* EXTRACTED RECORDS:

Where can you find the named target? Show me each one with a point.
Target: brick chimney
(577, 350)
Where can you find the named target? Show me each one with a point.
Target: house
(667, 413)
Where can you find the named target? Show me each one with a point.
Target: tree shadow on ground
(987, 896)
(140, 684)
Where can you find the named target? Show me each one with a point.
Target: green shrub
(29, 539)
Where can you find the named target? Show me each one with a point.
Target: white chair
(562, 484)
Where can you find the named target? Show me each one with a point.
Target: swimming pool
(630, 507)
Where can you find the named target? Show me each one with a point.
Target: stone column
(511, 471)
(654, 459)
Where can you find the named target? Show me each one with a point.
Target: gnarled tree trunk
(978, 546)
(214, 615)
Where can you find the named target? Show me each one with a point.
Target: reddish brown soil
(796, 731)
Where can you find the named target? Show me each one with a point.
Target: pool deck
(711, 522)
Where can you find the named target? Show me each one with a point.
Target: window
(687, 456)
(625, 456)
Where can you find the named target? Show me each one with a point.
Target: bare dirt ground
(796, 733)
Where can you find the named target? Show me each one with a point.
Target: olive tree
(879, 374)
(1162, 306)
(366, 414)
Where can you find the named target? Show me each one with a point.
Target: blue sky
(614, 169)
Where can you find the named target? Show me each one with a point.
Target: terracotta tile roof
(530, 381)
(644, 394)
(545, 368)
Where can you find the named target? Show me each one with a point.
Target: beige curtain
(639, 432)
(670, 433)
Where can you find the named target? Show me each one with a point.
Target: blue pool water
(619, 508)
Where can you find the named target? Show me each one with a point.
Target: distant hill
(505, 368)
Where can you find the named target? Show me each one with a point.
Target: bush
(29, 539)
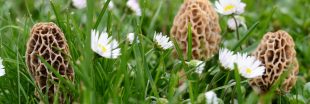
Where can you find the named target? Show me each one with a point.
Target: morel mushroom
(204, 25)
(277, 53)
(48, 41)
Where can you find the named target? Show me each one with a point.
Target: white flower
(134, 6)
(211, 97)
(227, 58)
(162, 41)
(199, 65)
(80, 4)
(2, 71)
(131, 37)
(232, 23)
(249, 66)
(104, 45)
(228, 7)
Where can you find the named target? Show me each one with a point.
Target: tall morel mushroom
(204, 25)
(277, 53)
(48, 41)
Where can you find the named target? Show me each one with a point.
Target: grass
(143, 73)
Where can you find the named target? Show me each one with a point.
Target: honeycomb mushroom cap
(204, 25)
(48, 41)
(277, 53)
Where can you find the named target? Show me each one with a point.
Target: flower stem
(237, 29)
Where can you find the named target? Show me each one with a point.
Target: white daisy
(227, 58)
(104, 45)
(211, 97)
(249, 66)
(232, 23)
(199, 65)
(80, 4)
(134, 6)
(2, 71)
(228, 7)
(131, 37)
(162, 41)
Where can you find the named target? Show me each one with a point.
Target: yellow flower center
(103, 48)
(229, 7)
(248, 71)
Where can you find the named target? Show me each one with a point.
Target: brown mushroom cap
(204, 25)
(48, 42)
(277, 53)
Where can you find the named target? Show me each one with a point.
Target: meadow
(144, 72)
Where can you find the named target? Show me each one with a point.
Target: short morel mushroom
(205, 27)
(48, 42)
(277, 53)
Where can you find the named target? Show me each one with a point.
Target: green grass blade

* STATED TASK: Quote the material exactly. Pictures stay out.

* RESULT OF THE EXERCISE:
Where can you find the named target? Show me each one with a point.
Target: brick chimney
(577, 350)
Where can you find the named target? Show me each one with a point.
Target: house
(667, 413)
Where can you find the named target? Show me each one with a point.
Target: tree shadow on ground
(987, 896)
(140, 684)
Where can you find the named target? Show me each one with a point.
Target: green shrub
(29, 539)
Where can you find the named target? Show me each one with a point.
Target: white chair
(562, 484)
Where can you find the named target? Show me each one with a point.
Target: swimming pool
(630, 507)
Where can you find the named target? Show me each one with a point.
Target: stone column
(511, 471)
(654, 459)
Where can you find the named target? Show me each one with a point.
Target: gnarled tree trunk
(978, 546)
(214, 615)
Where can you find the named target? Show me each one with a point.
Target: reddish brown soil
(796, 731)
Where can you find the named target? Show me each one with a point.
Target: pool deck
(711, 522)
Where can you find the named target? Show me each one with a point.
Target: window
(687, 456)
(625, 456)
Where can you find the named target? Show me each one with a point.
Target: bare dirt ground
(796, 733)
Where can you find the named target? Show me each one with a point.
Target: olive tree
(879, 374)
(1162, 306)
(366, 414)
Where can you find the named target? Show me each one with a point.
Target: blue sky
(614, 169)
Where can you find the named target? Show me each one with a point.
Target: terracotta tile roof
(530, 381)
(644, 394)
(545, 368)
Where can you find the named target? Show me each one with a point.
Target: beige curtain
(639, 432)
(670, 433)
Where can you find the named target? Show me each one with a point.
Target: blue pool water
(619, 508)
Where can you find the named target? Show me each one with a point.
Target: distant hill
(505, 368)
Where can you find the named target? Show me each one with a point.
Target: bush
(29, 539)
Where can you find the named target? Show me each one with a point.
Target: morel mushroom
(204, 25)
(277, 53)
(48, 41)
Where can you find the named target? Show me each one with a point.
Target: white flower
(134, 6)
(211, 97)
(227, 58)
(162, 41)
(199, 65)
(80, 4)
(2, 71)
(131, 37)
(232, 23)
(249, 66)
(104, 45)
(228, 7)
Where can you find the named target? Show me each one with a point.
Target: tall morel mushroom
(204, 25)
(277, 53)
(48, 41)
Where can you find the named target? Show me each one with a point.
Target: grass
(143, 73)
Where can you find the named target? Show me each one with a point.
Target: honeycomb mushroom cap
(204, 25)
(48, 41)
(277, 53)
Where can you find the named target? Show me each one with a point.
Target: flower stem
(237, 29)
Where can you find the named target? Show me each one with a point.
Target: white daisy
(227, 58)
(104, 45)
(211, 97)
(249, 66)
(232, 23)
(199, 65)
(80, 4)
(134, 6)
(2, 71)
(228, 7)
(131, 37)
(162, 41)
Where can you find the named target? Show me each one with a point.
Target: yellow flower center
(103, 48)
(229, 7)
(248, 71)
Where can you find the named target? Show me each one with a point.
Target: brown mushroom cap
(204, 25)
(48, 42)
(277, 53)
Where can you find the named target? Show me each one with a point.
Target: meadow
(144, 72)
Where can you find the named target? Show me each one with a point.
Target: short morel mushroom
(205, 27)
(48, 42)
(277, 53)
Where can you find the named target? Show me each one with a point.
Target: green grass blade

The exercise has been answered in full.